### TASK DIRECTIONS
Could you repeat the entries below word for word, leaving nothing out?
BEGIN EXTRACTED ENTRIES
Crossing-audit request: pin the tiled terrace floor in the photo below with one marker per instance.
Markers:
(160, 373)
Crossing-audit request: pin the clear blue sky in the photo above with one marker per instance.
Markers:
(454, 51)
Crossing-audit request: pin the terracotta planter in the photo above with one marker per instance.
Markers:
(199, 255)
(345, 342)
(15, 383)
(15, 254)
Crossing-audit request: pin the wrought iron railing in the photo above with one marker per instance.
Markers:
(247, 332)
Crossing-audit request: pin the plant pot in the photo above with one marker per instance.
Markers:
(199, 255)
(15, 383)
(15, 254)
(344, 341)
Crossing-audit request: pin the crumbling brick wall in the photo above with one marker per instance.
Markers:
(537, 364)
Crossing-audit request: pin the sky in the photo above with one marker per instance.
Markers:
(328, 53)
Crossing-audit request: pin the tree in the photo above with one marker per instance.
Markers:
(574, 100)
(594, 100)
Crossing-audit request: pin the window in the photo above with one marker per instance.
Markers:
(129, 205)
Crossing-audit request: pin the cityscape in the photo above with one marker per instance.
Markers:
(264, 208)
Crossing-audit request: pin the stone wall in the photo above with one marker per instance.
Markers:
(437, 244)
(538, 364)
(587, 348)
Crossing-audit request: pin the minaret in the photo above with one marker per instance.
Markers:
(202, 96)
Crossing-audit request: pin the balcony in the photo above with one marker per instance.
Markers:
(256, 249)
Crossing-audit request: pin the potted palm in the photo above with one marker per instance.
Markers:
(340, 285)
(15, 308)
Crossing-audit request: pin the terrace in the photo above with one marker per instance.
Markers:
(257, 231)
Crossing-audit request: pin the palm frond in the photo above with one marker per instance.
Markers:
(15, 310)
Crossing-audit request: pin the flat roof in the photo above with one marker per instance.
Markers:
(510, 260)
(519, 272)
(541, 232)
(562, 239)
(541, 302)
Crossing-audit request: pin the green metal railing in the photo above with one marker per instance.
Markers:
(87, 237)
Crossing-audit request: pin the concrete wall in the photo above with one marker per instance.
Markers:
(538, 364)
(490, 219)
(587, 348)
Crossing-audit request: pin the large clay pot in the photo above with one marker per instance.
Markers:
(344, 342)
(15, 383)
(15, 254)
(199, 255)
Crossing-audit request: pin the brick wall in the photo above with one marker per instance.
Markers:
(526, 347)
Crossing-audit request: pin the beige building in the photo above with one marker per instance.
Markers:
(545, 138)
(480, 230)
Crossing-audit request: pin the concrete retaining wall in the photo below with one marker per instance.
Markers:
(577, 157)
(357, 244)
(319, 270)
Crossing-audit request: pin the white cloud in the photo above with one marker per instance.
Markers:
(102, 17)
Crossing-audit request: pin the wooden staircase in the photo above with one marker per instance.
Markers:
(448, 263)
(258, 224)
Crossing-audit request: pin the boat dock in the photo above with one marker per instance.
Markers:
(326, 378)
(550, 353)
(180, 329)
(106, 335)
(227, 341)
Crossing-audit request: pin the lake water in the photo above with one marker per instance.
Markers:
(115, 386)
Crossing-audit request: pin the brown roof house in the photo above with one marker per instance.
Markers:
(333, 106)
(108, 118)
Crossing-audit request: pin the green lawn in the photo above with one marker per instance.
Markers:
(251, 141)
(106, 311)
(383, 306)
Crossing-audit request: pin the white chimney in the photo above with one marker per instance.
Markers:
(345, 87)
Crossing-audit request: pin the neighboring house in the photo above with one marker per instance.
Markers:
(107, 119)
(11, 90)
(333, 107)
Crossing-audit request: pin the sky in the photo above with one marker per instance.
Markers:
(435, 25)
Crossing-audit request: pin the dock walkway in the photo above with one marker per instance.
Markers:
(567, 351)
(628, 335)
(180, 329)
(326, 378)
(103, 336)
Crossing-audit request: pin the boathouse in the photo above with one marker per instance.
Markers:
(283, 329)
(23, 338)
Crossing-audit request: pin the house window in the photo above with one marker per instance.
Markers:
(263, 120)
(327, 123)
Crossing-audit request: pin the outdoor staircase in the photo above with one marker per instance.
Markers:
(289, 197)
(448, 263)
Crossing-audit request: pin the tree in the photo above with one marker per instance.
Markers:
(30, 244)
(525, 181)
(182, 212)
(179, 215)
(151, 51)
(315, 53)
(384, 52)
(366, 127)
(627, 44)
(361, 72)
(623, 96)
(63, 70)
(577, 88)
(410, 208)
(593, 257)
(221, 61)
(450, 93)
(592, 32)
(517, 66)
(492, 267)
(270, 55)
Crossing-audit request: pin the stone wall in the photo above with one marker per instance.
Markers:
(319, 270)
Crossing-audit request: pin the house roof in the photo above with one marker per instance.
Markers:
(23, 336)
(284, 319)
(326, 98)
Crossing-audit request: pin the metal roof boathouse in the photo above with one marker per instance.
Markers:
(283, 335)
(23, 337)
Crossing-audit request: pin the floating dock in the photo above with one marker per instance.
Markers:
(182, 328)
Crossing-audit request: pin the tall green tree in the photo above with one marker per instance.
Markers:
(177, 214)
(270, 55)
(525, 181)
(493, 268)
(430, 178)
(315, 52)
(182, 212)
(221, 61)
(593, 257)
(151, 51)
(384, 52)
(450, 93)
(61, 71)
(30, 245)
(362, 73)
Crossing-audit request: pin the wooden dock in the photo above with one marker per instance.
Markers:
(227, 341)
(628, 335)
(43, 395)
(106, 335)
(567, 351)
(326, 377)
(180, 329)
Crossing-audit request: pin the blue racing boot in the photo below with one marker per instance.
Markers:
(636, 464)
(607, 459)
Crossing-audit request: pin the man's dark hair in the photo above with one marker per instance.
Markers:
END EXTRACTED ENTRIES
### EXERCISE RESPONSE
Crossing-audit request: pin the tiled terrace floor in the photo below with one marker per instance.
Markers:
(160, 373)
Crossing-audit request: pin the clear blue sky in the photo above with one marker per instance.
Markers:
(454, 51)
Crossing-audit request: pin the terracotta planter in the photo above with one marker per instance.
Markers:
(199, 255)
(345, 342)
(15, 383)
(15, 254)
Crossing-audit request: pin the wrought iron railing in the photo above with one marker per instance.
Markers:
(247, 332)
Crossing-audit request: pin the plant pot in the photo above with one marker per instance.
Markers:
(199, 255)
(15, 383)
(15, 254)
(344, 341)
Crossing-audit request: pin the crumbling brick wall in the photo above with one marker per instance.
Markers:
(537, 364)
Crossing-audit request: pin the sky in the photo above with one marker per instance.
Markers:
(328, 53)
Crossing-audit request: pin the tree in the photo above with one marker per instance.
Markers:
(574, 100)
(594, 100)
Crossing-audit request: pin the window in the photo above with one marker per instance.
Markers:
(129, 205)
Crossing-audit request: pin the cityscape in the photo above with one marker per instance.
Markers:
(264, 208)
Crossing-audit request: pin the stone wall in the photo above with one marker per instance.
Markers:
(437, 244)
(538, 364)
(587, 348)
Crossing-audit request: pin the minaret in the photo above with one marker per instance.
Markers:
(202, 96)
Crossing-audit request: pin the balcony in the photo above with one marker per instance.
Markers:
(256, 249)
Crossing-audit request: pin the potted palm in the photo above with one marker per instance.
Markers:
(340, 285)
(15, 308)
Crossing-audit request: pin the terrace in the photo above with one marker per instance.
Markers:
(257, 231)
Crossing-audit request: pin the palm frond in the photo above with one marker per instance.
Markers:
(15, 310)
Crossing-audit request: pin the flat roof in the photo above with one marker per instance.
Markers:
(510, 260)
(519, 272)
(541, 232)
(562, 239)
(541, 302)
Crossing-audit request: pin the green metal railing in the photo above with one marker per instance.
Markers:
(87, 237)
Crossing-audit request: pin the concrete wall in the photo above with one marker per instance.
Markers:
(538, 364)
(490, 219)
(587, 348)
Crossing-audit request: pin the large clay pot in the photo above with one marker per instance.
Markers:
(344, 342)
(15, 383)
(15, 254)
(199, 255)
Crossing-audit request: pin the brick wall in the photo above with one marker per instance.
Markers:
(526, 347)
Crossing-audit request: pin the beige building in the photo above with one marker per instance.
Markers:
(545, 138)
(480, 230)
Crossing-audit request: pin the concrete retaining wall in the photo below with one marker per instance.
Markers:
(577, 157)
(357, 244)
(319, 270)
Crossing-audit request: pin the white cloud in the photo above with one marker per instance.
Markers:
(102, 17)
Crossing-audit request: pin the wooden staircase in the photo above with one marker per instance.
Markers:
(448, 263)
(258, 224)
Crossing-audit request: pin the boat dock in the photo above with one marker per instance.
Markers:
(326, 378)
(550, 353)
(180, 329)
(106, 335)
(227, 341)
Crossing-audit request: pin the lake water in the photo above with one marker per instance.
Markers:
(115, 386)
Crossing-audit request: pin the brown roof house in the photo above with one marker per instance.
Markers:
(333, 106)
(108, 118)
Crossing-audit request: pin the green lawn in the photo above with one marker per instance.
Markers:
(251, 141)
(106, 311)
(383, 306)
Crossing-audit request: pin the white chimney in the photo above with one marker per instance.
Markers:
(345, 87)
Crossing-audit request: pin the neighboring house in the photo above with one marker per instance.
Markers:
(107, 119)
(11, 90)
(333, 107)
Crossing-audit request: pin the sky in the photo above with one marker per instance.
Markers:
(435, 25)
Crossing-audit request: pin the dock walkway in the photo above with one marker per instance.
Markers:
(567, 351)
(628, 335)
(180, 329)
(326, 378)
(103, 336)
Crossing-audit request: pin the boathouse in the photo above with one marker per instance.
Markers:
(283, 329)
(23, 338)
Crossing-audit request: pin the house window in the photo above with one marker per instance.
Markers:
(263, 120)
(327, 123)
Crossing-audit request: pin the outdoor staircase in the photo above with one marker per instance.
Markers:
(289, 197)
(448, 263)
Crossing-audit request: pin the tree in the photo above with one marker per instance.
Markers:
(30, 244)
(525, 181)
(182, 212)
(179, 215)
(151, 51)
(315, 53)
(384, 52)
(366, 127)
(627, 44)
(361, 72)
(623, 96)
(63, 70)
(577, 88)
(410, 208)
(593, 257)
(221, 61)
(450, 93)
(592, 32)
(517, 66)
(492, 267)
(270, 55)
Crossing-audit request: pin the stone wall in the photo above with one marker per instance.
Markers:
(319, 270)
Crossing-audit request: pin the house roof in the photo above with one marker per instance.
Markers:
(23, 336)
(284, 319)
(326, 98)
Crossing-audit request: pin the metal roof boathouse in the photo above with one marker per instance.
Markers:
(283, 335)
(23, 337)
Crossing-audit request: pin the floating dock in the photo above with one marker per instance.
Markers:
(182, 328)
Crossing-audit request: pin the tall green tree in the photo above with one marker per instance.
Markers:
(177, 214)
(270, 55)
(525, 181)
(493, 268)
(430, 178)
(315, 52)
(182, 212)
(221, 61)
(593, 257)
(151, 51)
(384, 52)
(450, 93)
(61, 71)
(30, 245)
(362, 73)
Crossing-audit request: pin the wooden dock in the photo above with one marker per instance.
Markers:
(227, 341)
(628, 335)
(43, 395)
(106, 335)
(567, 351)
(326, 377)
(180, 329)
Crossing-audit request: pin the blue racing boot in the photo below with one marker per instance.
Markers:
(636, 464)
(607, 459)
Crossing-audit request: pin the man's dark hair in the photo above with one marker per instance.
Markers:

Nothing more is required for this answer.